- Document text:

....

Considering two rather clear cases:
Ethane is considered to rotate freely around the $\ce{C-C}$ bond. The activation energy for rotation (equivalent to the energy difference between the staggered and eclipsed conformations) is given as $12.5\,\mathrm{\frac{kJ}{mol}}$.

Ethene on the other hand is considered to not freely rotate around the $\ce{C=C}$ bond. The energy difference between the planar and perpendicular conformations (the rotation barrier) is given at $250\,\mathrm{\frac{kJ}{mol}}$. (I am unsure of this value which I found on Yahoo answers. If I understand correctly, this should correspond with the excitation from $\unicode[Times]{x3C0}$ to $\unicode[Times]{x3C0}^*$ which I found elsewhere as $743\,\mathrm{\frac{kJ}{mol}}$.)

Somewhere between these two extreme cases must lie some kind of barrier around which rotation is severely hindered to entirely inhibited.

Attempting to calculate this myself, I remembered the Boltzmann distribution: If two states differ in energy by $\Delta E$, their relative populations $F_1$ and $F_2$ can be calculated as follows:

$$\frac{F_2}{F_1} = \mathrm{e}^{-\frac{\Delta E}{k_{\mathrm{B}} T}}$$

($F_2$ being the higher energy state and $k_\mathrm{B}$ being the Boltzmann constant.)

If I calculate relative populations from the energy differences $12.5, 19, 25$ and $250\,\mathrm{\frac{kJ}{mol}}$ for ethane, butane, $\ce{H2O2}$ and ethene, respectively (which correspond to $0.13, 0.20, 0.26$ and $2.6\,\mathrm{\frac{eV}{particle}}$) I get the following results at $300\,\mathrm{K}$:

  • Ethane: $6.55 \times 10^{-3}$
  • Butane: $4.79 \times 10^{-4}$
  • $\ce{H2O2}$: $4.29 \times 10^{-5}$
  • Ethene: $2.09 \times 10^{-44}$

Or logarithmic (ln) values of:

  • Ethane: $5.03$
  • Butane: $7.64$
  • $\ce{H2O2}$: $10.1$
  • Ethene: $101$

Again, somewhere between butane and ethene must be a threshold-ish value, above which free rotation at $300\,\mathrm{K}$ cannot be considered, but what range are we looking at; similar to what energy difference does this correspond to?

....

(Location labeling records)
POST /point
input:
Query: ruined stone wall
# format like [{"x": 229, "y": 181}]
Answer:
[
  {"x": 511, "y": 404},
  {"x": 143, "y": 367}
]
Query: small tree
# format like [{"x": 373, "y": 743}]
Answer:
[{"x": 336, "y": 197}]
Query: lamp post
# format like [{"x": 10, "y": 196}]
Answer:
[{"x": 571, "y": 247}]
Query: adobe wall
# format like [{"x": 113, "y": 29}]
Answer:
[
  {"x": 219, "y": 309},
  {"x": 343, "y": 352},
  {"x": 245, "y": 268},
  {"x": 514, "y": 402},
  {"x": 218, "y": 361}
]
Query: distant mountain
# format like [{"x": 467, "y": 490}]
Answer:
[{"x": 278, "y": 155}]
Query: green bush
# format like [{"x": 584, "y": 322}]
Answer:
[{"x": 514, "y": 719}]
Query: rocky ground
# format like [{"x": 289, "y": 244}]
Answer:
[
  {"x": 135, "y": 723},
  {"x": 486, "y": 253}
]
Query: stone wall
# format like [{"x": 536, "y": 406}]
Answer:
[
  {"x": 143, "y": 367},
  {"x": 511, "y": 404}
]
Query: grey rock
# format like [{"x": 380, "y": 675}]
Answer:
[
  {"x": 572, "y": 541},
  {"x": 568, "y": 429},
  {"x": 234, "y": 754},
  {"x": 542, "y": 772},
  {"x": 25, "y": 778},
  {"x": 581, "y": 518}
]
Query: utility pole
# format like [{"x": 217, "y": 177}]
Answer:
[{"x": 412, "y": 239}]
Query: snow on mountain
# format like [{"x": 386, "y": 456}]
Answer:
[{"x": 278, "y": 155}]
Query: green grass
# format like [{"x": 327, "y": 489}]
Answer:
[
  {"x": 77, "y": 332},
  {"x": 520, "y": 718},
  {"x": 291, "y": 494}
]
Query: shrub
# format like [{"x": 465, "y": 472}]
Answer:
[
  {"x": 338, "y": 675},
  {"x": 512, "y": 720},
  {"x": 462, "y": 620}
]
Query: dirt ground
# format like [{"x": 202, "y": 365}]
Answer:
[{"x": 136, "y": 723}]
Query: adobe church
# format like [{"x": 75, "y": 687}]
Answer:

....

- Set of tasks:
1. Name every molecule for which the post on rotation barriers calculates relative populations at 300 K.
2. Reproduce the post on rotation barriers word for word, starting with "Again, somewhere between" and going on through "this correspond to?".

- Results for each task:
1. Ethane, butane, H2O2, ethene

2.
Again, somewhere between butane and ethene must be a threshold-ish value, above which free rotation at $300\,\mathrm{K}$ cannot be considered, but what range are we looking at; similar to what energy difference does this correspond to?